>> START Task inputs
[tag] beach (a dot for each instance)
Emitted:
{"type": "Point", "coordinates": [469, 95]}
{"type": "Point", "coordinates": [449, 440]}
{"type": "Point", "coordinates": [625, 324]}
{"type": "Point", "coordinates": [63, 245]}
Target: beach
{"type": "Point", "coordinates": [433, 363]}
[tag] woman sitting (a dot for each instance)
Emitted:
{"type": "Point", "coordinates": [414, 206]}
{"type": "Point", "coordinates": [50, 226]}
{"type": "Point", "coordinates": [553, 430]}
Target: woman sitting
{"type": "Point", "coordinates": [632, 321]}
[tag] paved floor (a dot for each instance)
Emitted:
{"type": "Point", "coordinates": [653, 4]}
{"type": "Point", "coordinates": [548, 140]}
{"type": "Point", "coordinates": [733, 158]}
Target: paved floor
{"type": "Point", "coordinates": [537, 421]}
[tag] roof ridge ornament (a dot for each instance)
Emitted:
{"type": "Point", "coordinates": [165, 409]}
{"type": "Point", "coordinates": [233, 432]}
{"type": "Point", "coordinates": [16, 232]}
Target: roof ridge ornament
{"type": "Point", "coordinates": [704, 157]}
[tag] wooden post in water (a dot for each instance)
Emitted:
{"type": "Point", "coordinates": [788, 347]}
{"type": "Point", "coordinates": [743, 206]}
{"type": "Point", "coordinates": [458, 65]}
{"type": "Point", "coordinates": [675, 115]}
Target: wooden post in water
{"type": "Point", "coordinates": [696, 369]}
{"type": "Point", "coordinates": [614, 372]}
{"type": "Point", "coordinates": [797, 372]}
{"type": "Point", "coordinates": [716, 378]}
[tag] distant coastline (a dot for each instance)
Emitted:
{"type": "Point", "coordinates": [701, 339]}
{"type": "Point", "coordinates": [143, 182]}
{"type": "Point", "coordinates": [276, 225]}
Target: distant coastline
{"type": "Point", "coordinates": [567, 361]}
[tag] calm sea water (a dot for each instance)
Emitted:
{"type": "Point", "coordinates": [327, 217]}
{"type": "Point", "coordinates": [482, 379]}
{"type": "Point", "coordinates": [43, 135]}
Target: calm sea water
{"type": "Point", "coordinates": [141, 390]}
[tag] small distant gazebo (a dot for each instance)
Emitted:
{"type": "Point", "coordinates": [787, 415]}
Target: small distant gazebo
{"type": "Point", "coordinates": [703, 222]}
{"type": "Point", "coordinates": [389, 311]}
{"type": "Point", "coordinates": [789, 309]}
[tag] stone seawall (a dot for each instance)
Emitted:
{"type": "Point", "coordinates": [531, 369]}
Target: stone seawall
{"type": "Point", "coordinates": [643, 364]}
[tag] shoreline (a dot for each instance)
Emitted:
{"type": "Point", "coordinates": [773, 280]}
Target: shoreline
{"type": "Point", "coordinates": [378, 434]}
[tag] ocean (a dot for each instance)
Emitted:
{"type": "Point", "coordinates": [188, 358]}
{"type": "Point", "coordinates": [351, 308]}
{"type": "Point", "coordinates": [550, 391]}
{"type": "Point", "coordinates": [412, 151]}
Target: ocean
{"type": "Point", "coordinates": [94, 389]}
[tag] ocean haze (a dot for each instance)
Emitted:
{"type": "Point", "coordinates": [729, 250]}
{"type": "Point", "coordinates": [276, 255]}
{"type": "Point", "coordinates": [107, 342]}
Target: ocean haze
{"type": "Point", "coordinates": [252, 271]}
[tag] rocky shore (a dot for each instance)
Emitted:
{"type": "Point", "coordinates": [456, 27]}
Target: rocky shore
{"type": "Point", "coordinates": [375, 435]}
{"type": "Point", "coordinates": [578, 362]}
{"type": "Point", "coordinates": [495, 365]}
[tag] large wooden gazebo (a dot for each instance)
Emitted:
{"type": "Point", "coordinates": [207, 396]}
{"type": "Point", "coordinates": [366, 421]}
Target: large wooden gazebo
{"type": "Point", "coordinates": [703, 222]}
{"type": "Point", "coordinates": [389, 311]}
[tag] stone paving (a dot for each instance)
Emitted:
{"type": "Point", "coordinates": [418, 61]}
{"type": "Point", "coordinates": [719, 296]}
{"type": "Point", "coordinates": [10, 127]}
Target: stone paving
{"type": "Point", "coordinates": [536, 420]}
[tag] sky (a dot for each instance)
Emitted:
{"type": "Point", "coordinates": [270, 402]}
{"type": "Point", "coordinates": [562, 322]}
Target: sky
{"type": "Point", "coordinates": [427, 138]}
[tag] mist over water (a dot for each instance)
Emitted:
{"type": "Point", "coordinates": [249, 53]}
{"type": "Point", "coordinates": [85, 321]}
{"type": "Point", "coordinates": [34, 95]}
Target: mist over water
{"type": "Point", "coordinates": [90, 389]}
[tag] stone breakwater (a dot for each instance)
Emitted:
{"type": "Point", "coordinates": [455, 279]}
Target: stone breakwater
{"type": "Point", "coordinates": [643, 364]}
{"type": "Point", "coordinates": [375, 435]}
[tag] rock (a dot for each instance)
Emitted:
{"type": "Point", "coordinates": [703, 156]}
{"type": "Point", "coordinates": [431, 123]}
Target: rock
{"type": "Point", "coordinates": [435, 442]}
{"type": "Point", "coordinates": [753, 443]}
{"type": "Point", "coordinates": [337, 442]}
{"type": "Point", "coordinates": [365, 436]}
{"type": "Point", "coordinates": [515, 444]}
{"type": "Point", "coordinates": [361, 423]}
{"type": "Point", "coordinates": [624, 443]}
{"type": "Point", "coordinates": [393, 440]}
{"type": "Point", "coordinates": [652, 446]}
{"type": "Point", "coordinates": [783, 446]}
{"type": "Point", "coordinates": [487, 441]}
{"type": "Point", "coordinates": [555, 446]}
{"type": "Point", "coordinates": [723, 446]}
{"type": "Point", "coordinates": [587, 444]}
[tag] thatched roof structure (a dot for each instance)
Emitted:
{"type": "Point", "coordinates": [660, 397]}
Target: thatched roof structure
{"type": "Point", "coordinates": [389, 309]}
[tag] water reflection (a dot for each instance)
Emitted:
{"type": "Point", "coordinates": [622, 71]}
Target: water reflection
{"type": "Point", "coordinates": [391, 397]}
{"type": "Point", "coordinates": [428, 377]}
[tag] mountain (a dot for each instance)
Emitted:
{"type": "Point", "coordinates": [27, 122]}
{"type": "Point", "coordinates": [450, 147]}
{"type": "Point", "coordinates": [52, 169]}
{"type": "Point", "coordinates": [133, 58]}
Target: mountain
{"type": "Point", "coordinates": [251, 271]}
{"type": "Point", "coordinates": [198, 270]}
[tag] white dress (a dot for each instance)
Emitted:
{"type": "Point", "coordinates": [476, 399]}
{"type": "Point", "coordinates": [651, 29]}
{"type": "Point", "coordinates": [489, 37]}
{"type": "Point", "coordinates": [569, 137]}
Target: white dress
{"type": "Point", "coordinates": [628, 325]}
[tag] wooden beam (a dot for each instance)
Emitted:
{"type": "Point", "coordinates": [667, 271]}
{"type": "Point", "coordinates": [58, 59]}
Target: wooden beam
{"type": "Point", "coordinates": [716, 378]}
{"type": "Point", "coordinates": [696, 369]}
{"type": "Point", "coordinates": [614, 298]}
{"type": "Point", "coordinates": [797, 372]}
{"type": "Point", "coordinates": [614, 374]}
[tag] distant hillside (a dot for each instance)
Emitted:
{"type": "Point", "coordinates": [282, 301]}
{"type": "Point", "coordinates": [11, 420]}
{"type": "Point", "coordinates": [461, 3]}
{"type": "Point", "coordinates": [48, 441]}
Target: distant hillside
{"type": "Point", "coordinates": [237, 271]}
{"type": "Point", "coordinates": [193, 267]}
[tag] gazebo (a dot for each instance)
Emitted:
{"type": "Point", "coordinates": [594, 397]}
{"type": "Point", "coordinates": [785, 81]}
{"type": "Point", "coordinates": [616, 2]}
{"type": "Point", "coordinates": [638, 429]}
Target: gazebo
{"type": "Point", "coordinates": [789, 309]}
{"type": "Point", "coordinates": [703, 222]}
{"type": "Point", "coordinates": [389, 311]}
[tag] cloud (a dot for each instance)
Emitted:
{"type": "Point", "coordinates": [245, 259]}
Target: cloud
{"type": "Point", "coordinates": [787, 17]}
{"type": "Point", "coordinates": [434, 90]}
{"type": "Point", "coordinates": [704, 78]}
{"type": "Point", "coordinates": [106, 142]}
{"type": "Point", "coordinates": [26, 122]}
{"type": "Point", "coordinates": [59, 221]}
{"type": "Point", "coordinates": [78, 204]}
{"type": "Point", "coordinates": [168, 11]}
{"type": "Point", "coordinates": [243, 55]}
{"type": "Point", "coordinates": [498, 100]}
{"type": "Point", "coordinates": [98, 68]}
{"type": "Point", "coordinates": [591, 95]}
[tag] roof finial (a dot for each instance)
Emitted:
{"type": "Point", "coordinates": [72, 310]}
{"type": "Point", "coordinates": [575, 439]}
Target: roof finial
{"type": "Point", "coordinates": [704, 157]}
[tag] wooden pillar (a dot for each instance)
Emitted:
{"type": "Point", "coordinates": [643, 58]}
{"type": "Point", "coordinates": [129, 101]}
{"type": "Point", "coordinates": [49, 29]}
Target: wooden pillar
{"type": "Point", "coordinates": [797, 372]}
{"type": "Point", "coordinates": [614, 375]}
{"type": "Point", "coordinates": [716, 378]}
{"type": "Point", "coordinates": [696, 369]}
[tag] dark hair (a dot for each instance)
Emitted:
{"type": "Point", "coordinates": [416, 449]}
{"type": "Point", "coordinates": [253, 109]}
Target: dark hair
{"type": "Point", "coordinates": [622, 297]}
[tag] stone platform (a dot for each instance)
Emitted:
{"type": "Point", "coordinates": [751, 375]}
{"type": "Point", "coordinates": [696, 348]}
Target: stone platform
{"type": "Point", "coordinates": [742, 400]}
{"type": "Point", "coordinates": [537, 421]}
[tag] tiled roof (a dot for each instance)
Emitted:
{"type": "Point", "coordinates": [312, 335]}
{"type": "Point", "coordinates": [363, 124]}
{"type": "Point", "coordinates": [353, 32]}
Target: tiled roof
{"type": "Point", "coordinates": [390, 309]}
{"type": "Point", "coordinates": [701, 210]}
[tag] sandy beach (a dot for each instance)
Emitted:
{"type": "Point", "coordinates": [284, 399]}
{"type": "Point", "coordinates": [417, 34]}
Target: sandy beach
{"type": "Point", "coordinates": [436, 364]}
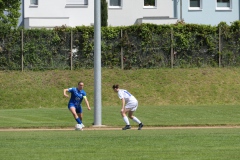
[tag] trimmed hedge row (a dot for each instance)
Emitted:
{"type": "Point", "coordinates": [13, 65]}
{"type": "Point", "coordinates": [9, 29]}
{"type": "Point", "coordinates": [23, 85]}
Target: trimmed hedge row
{"type": "Point", "coordinates": [141, 46]}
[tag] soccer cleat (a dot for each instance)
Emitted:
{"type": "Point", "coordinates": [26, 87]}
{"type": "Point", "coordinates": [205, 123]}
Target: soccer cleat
{"type": "Point", "coordinates": [140, 126]}
{"type": "Point", "coordinates": [126, 127]}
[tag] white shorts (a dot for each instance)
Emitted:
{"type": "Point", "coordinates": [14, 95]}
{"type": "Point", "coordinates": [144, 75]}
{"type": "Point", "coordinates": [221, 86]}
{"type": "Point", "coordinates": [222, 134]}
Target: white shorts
{"type": "Point", "coordinates": [132, 105]}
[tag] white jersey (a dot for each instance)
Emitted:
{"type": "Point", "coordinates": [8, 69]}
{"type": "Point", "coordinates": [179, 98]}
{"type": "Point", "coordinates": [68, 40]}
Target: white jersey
{"type": "Point", "coordinates": [128, 97]}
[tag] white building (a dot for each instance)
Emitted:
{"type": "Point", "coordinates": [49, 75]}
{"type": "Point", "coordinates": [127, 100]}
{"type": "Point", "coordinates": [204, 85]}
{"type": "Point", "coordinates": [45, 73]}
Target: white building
{"type": "Point", "coordinates": [52, 13]}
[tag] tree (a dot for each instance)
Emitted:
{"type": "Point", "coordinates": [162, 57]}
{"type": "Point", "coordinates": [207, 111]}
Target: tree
{"type": "Point", "coordinates": [9, 13]}
{"type": "Point", "coordinates": [104, 13]}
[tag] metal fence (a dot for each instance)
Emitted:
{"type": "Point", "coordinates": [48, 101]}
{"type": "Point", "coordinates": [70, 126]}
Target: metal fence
{"type": "Point", "coordinates": [66, 51]}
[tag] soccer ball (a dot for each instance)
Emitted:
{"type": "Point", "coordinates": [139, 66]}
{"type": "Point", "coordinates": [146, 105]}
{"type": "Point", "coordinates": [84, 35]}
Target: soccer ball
{"type": "Point", "coordinates": [78, 127]}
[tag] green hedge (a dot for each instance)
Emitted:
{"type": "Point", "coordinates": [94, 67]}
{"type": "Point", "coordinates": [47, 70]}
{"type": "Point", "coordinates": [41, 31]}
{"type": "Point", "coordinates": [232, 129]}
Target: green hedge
{"type": "Point", "coordinates": [143, 46]}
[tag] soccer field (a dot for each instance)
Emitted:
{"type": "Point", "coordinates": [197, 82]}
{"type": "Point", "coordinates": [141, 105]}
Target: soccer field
{"type": "Point", "coordinates": [170, 132]}
{"type": "Point", "coordinates": [178, 143]}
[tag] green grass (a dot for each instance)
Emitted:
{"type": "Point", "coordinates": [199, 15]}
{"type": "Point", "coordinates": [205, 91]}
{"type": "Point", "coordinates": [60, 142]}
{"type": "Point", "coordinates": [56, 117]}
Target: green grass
{"type": "Point", "coordinates": [180, 144]}
{"type": "Point", "coordinates": [222, 115]}
{"type": "Point", "coordinates": [167, 97]}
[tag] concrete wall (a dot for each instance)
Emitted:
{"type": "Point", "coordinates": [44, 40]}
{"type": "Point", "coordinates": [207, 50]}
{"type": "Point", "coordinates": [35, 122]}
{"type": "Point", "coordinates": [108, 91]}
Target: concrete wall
{"type": "Point", "coordinates": [209, 14]}
{"type": "Point", "coordinates": [51, 13]}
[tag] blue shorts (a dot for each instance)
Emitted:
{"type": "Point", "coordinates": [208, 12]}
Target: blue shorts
{"type": "Point", "coordinates": [78, 108]}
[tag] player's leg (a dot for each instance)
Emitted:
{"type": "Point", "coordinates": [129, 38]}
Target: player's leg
{"type": "Point", "coordinates": [80, 114]}
{"type": "Point", "coordinates": [134, 118]}
{"type": "Point", "coordinates": [72, 109]}
{"type": "Point", "coordinates": [125, 118]}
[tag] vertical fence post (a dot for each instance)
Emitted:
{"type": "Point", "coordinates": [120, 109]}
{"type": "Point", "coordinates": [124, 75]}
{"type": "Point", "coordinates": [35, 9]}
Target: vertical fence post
{"type": "Point", "coordinates": [121, 53]}
{"type": "Point", "coordinates": [219, 48]}
{"type": "Point", "coordinates": [22, 48]}
{"type": "Point", "coordinates": [172, 54]}
{"type": "Point", "coordinates": [71, 49]}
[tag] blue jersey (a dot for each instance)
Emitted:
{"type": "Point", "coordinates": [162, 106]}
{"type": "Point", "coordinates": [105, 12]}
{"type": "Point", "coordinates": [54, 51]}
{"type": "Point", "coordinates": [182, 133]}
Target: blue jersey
{"type": "Point", "coordinates": [76, 97]}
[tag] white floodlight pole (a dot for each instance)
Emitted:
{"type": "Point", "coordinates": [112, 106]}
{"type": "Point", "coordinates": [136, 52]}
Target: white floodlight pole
{"type": "Point", "coordinates": [97, 64]}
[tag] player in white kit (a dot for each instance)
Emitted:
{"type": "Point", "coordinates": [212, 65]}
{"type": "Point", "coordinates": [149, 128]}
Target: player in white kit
{"type": "Point", "coordinates": [129, 105]}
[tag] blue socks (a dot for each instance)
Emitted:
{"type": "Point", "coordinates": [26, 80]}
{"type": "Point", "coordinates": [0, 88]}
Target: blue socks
{"type": "Point", "coordinates": [78, 120]}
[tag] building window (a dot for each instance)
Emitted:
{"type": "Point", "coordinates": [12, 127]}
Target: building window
{"type": "Point", "coordinates": [149, 3]}
{"type": "Point", "coordinates": [77, 2]}
{"type": "Point", "coordinates": [224, 4]}
{"type": "Point", "coordinates": [195, 4]}
{"type": "Point", "coordinates": [115, 3]}
{"type": "Point", "coordinates": [33, 2]}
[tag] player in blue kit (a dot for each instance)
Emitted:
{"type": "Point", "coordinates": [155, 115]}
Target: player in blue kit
{"type": "Point", "coordinates": [74, 104]}
{"type": "Point", "coordinates": [129, 105]}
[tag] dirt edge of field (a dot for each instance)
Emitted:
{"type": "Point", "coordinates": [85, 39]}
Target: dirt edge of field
{"type": "Point", "coordinates": [114, 128]}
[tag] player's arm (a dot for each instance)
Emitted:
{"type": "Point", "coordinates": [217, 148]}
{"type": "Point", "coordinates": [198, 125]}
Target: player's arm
{"type": "Point", "coordinates": [87, 103]}
{"type": "Point", "coordinates": [123, 104]}
{"type": "Point", "coordinates": [65, 92]}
>> END Task inputs
Output the lines of the items starting at the one containing "[tag] white shorts (a dot for each instance)" and ending at the one containing "Target: white shorts", both included, as a Markdown table with columns "Row" and "Line", skipping blank lines.

| Row | Line |
|---|---|
| 1 | [tag] white shorts (a dot for each instance) |
| 2 | Emitted: |
| 3 | {"type": "Point", "coordinates": [14, 95]} |
| 4 | {"type": "Point", "coordinates": [144, 75]} |
| 5 | {"type": "Point", "coordinates": [221, 86]} |
| 6 | {"type": "Point", "coordinates": [222, 134]} |
| 7 | Target: white shorts |